* **Supplied data**
******************************

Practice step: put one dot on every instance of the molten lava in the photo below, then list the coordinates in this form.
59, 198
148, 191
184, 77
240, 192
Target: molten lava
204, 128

******************************

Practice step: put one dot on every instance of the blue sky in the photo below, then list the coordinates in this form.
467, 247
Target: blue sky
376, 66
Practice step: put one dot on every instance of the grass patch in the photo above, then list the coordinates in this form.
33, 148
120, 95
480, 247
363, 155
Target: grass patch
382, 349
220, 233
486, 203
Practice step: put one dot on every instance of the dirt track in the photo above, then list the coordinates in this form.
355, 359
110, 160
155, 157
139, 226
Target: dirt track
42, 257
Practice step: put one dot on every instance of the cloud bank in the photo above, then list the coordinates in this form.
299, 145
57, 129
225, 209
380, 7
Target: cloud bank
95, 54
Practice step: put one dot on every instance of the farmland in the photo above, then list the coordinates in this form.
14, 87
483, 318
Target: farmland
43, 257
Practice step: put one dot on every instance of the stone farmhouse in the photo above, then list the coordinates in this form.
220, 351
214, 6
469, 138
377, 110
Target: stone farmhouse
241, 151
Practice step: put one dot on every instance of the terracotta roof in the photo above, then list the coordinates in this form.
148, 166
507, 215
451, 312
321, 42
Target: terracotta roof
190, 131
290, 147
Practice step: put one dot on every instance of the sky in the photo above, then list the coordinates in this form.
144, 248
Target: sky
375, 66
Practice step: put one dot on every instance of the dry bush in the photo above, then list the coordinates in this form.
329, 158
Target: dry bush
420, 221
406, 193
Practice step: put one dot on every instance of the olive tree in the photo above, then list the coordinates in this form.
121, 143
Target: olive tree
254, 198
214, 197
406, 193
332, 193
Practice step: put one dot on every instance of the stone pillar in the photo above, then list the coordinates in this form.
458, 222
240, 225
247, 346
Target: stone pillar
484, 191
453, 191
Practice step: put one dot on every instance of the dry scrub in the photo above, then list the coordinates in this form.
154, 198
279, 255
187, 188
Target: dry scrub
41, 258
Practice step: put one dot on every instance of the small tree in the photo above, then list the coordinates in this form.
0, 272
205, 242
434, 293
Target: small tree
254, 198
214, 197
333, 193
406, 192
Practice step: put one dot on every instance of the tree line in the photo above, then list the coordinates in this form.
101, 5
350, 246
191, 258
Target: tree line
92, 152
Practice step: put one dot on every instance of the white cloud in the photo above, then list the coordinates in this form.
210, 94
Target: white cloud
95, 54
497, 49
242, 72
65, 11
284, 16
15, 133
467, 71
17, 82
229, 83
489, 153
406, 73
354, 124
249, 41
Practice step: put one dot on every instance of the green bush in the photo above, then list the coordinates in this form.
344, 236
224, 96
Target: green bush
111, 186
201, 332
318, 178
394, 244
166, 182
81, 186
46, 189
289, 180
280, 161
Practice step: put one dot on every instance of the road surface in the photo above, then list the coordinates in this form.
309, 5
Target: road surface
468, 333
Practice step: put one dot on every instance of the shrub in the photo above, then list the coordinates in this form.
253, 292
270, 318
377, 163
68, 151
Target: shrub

******************************

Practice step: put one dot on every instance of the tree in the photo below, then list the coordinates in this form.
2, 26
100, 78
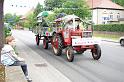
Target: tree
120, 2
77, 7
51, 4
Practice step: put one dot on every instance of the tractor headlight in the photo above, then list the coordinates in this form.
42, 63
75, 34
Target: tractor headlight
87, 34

******************************

* **To do**
Format the stretch of entries from the line containing "Practice step: put one dot on every instance of the shrub" through the line containing "Target: shrub" as a numbered list, leaving out any blank lines.

* **Complete output**
1. Practice step: put one dot on every instance of the shrub in the photo above, then list the coordinates in this form.
2. 253, 292
3. 270, 318
4. 377, 163
5. 68, 151
6. Target: shrub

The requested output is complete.